> _Records to use_:
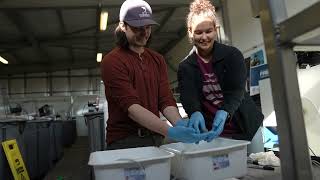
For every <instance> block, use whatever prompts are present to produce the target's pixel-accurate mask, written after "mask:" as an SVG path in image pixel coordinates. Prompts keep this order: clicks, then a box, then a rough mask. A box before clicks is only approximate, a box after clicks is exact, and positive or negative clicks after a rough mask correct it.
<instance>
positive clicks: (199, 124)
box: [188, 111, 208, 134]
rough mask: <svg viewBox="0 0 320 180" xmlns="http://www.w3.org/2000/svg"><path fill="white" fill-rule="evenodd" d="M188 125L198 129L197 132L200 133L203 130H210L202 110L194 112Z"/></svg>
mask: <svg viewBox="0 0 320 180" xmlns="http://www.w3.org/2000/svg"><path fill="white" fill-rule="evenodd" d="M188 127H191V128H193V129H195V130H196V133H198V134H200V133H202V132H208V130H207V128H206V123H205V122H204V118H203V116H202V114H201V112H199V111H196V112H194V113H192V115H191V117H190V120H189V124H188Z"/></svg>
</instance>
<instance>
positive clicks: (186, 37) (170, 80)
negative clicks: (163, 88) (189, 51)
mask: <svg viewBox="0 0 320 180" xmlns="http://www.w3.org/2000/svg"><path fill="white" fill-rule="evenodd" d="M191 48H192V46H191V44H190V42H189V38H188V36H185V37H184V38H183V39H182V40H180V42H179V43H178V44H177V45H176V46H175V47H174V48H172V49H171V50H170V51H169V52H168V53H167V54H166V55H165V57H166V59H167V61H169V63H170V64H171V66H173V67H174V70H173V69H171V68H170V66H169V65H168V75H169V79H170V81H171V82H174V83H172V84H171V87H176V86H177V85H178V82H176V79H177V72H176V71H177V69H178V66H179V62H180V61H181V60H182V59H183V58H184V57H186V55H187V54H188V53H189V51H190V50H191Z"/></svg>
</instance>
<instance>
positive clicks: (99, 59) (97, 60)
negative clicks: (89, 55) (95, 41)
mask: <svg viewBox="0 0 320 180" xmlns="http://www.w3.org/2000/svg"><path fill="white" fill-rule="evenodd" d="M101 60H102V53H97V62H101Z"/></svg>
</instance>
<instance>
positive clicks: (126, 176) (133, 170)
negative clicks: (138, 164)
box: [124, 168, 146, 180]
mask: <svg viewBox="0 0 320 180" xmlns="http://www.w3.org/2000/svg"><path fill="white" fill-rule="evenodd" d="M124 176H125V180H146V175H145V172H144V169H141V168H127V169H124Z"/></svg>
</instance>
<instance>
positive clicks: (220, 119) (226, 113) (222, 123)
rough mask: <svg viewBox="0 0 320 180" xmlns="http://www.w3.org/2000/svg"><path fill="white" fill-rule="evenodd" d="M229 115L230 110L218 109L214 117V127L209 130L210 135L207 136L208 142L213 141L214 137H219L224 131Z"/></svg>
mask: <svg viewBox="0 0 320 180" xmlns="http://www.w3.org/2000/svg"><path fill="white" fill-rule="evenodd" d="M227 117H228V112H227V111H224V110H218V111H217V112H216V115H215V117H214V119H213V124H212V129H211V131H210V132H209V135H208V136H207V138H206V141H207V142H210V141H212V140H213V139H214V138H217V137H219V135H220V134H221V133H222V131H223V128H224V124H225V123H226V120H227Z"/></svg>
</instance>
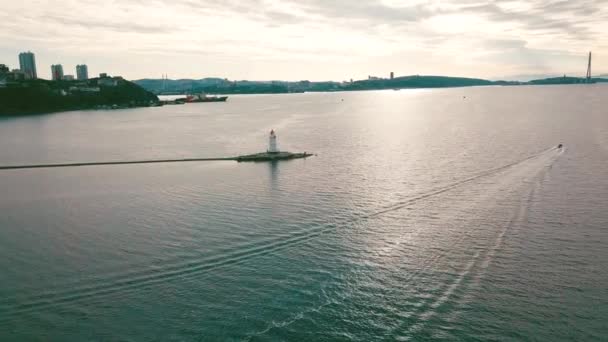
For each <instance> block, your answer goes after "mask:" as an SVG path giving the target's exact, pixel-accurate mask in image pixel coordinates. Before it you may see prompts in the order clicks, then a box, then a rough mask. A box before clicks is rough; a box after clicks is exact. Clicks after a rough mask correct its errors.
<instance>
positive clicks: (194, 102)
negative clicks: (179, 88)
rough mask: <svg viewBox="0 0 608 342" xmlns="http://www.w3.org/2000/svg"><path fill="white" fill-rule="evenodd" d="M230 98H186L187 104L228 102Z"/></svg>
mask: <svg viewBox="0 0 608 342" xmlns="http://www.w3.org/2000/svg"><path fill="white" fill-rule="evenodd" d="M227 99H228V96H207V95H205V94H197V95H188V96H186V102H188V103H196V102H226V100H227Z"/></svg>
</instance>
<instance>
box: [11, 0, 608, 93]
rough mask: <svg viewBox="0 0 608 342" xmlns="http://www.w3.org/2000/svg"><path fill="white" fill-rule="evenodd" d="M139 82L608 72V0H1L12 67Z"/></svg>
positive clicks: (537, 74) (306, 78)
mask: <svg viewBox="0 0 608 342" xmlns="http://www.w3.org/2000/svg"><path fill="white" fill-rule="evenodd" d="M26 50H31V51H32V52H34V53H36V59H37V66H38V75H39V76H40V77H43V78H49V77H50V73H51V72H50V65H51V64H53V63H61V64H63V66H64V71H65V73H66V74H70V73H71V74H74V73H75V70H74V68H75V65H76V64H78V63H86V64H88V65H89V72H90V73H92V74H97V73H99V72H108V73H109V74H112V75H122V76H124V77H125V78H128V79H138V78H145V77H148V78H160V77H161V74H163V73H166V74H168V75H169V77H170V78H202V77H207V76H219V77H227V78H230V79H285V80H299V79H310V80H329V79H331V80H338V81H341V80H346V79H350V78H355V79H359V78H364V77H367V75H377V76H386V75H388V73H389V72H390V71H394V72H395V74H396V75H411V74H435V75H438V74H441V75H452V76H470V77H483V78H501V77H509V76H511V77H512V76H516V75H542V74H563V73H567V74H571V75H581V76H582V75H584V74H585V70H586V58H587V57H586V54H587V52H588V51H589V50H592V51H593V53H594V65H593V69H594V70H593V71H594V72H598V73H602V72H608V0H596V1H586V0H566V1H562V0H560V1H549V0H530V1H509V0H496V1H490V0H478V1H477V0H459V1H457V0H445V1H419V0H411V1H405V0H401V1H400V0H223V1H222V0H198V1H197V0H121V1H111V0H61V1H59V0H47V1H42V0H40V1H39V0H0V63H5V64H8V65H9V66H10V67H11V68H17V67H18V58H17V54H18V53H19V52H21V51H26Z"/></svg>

> _Exercise directions_: Print every record above exactly, but no pictures.

> _The answer_:
For every <instance> block, use whatever prompts are present to produce the target's pixel-accurate mask, written after "mask:" as an SVG path in image pixel coordinates. Prompts keep this order: clicks, then a box, then a rough mask. A box before clicks is only approximate, a box after clicks is exact, and positive or negative clicks after a rough mask correct it.
<instance>
positive clicks: (199, 124)
box: [188, 111, 208, 134]
rough mask: <svg viewBox="0 0 320 180" xmlns="http://www.w3.org/2000/svg"><path fill="white" fill-rule="evenodd" d="M188 125L198 129L197 132L200 133L203 130H210L202 110L194 112Z"/></svg>
mask: <svg viewBox="0 0 320 180" xmlns="http://www.w3.org/2000/svg"><path fill="white" fill-rule="evenodd" d="M188 127H191V128H193V129H195V130H196V133H198V134H200V133H202V132H208V130H207V128H206V123H205V122H204V118H203V116H202V114H201V112H199V111H196V112H194V113H192V115H191V117H190V120H189V124H188Z"/></svg>
</instance>
<instance>
positive clicks: (186, 37) (170, 80)
negative clicks: (163, 88) (189, 51)
mask: <svg viewBox="0 0 320 180" xmlns="http://www.w3.org/2000/svg"><path fill="white" fill-rule="evenodd" d="M191 48H192V46H191V44H190V42H189V38H188V36H185V37H184V38H183V39H182V40H180V42H179V43H178V44H177V45H176V46H175V47H174V48H172V49H171V50H170V51H169V52H168V53H167V54H166V55H165V57H166V59H167V61H169V63H170V64H171V66H173V67H174V70H173V69H171V68H170V66H169V65H168V75H169V79H170V81H171V82H174V83H172V84H171V87H176V86H177V85H178V82H176V79H177V72H176V71H177V69H178V66H179V62H180V61H181V60H182V59H183V58H184V57H186V55H187V54H188V53H189V51H190V50H191Z"/></svg>
</instance>
<instance>
positive clicks: (99, 59) (97, 60)
negative clicks: (89, 55) (95, 41)
mask: <svg viewBox="0 0 320 180" xmlns="http://www.w3.org/2000/svg"><path fill="white" fill-rule="evenodd" d="M101 60H102V53H97V62H101Z"/></svg>
</instance>
<instance>
positive clicks: (126, 176) (133, 170)
negative clicks: (138, 164)
box: [124, 168, 146, 180]
mask: <svg viewBox="0 0 320 180" xmlns="http://www.w3.org/2000/svg"><path fill="white" fill-rule="evenodd" d="M124 176H125V180H146V175H145V172H144V169H141V168H127V169H124Z"/></svg>
</instance>
<instance>
positive clicks: (220, 119) (226, 113) (222, 123)
rough mask: <svg viewBox="0 0 320 180" xmlns="http://www.w3.org/2000/svg"><path fill="white" fill-rule="evenodd" d="M229 115L230 110L218 109L214 117V127L209 130L210 135L207 136L208 142L213 141L214 137H219L224 131Z"/></svg>
mask: <svg viewBox="0 0 320 180" xmlns="http://www.w3.org/2000/svg"><path fill="white" fill-rule="evenodd" d="M227 117H228V112H227V111H224V110H218V111H217V112H216V115H215V117H214V119H213V124H212V129H211V131H210V132H209V135H208V136H207V138H206V141H207V142H210V141H212V140H213V139H214V138H217V137H219V135H220V134H221V133H222V131H223V128H224V124H225V123H226V120H227Z"/></svg>
</instance>
For each <instance> block, your answer goes after "mask:" as an SVG path giving the target's exact, pixel-accurate mask in image pixel coordinates. Before it you may see prompts in the order clicks, then a box, then a rough mask. A box before clicks is rough; a box after clicks is exact. Clicks after a rough mask correct its errors.
<instance>
positive clicks: (194, 102)
negative clicks: (179, 88)
rough mask: <svg viewBox="0 0 608 342" xmlns="http://www.w3.org/2000/svg"><path fill="white" fill-rule="evenodd" d="M230 98H186L187 104L228 102Z"/></svg>
mask: <svg viewBox="0 0 608 342" xmlns="http://www.w3.org/2000/svg"><path fill="white" fill-rule="evenodd" d="M227 99H228V96H207V95H205V94H197V95H188V96H186V102H188V103H196V102H226V100H227Z"/></svg>
</instance>
<instance>
box: [11, 0, 608, 93]
rough mask: <svg viewBox="0 0 608 342" xmlns="http://www.w3.org/2000/svg"><path fill="white" fill-rule="evenodd" d="M139 82L608 72V0H1L12 67Z"/></svg>
positive clicks: (537, 74) (306, 78)
mask: <svg viewBox="0 0 608 342" xmlns="http://www.w3.org/2000/svg"><path fill="white" fill-rule="evenodd" d="M26 50H31V51H32V52H34V53H36V59H37V66H38V75H39V76H40V77H43V78H49V77H50V73H51V72H50V65H51V64H53V63H61V64H63V66H64V71H65V73H66V74H70V73H71V74H74V73H75V70H74V68H75V65H76V64H78V63H86V64H88V65H89V72H90V73H92V74H97V73H99V72H108V73H109V74H112V75H122V76H124V77H125V78H128V79H138V78H145V77H148V78H160V77H161V74H163V73H166V74H168V75H169V77H170V78H202V77H207V76H219V77H227V78H230V79H285V80H299V79H310V80H329V79H331V80H338V81H341V80H346V79H350V78H355V79H359V78H364V77H367V75H377V76H386V75H388V73H389V72H390V71H394V72H395V74H396V75H411V74H435V75H438V74H441V75H452V76H470V77H483V78H501V77H509V76H511V77H512V76H516V75H542V74H563V73H567V74H571V75H581V76H582V75H584V74H585V70H586V58H587V57H586V54H587V52H588V51H589V50H592V51H593V53H594V65H593V69H594V70H593V71H594V72H598V73H602V72H608V0H596V1H586V0H566V1H562V0H560V1H549V0H530V1H509V0H496V1H490V0H478V1H477V0H459V1H457V0H445V1H419V0H411V1H405V0H401V1H400V0H223V1H222V0H198V1H197V0H121V1H111V0H61V1H59V0H47V1H42V0H40V1H39V0H0V63H5V64H8V65H9V66H10V67H11V68H17V67H18V58H17V54H18V53H19V52H21V51H26Z"/></svg>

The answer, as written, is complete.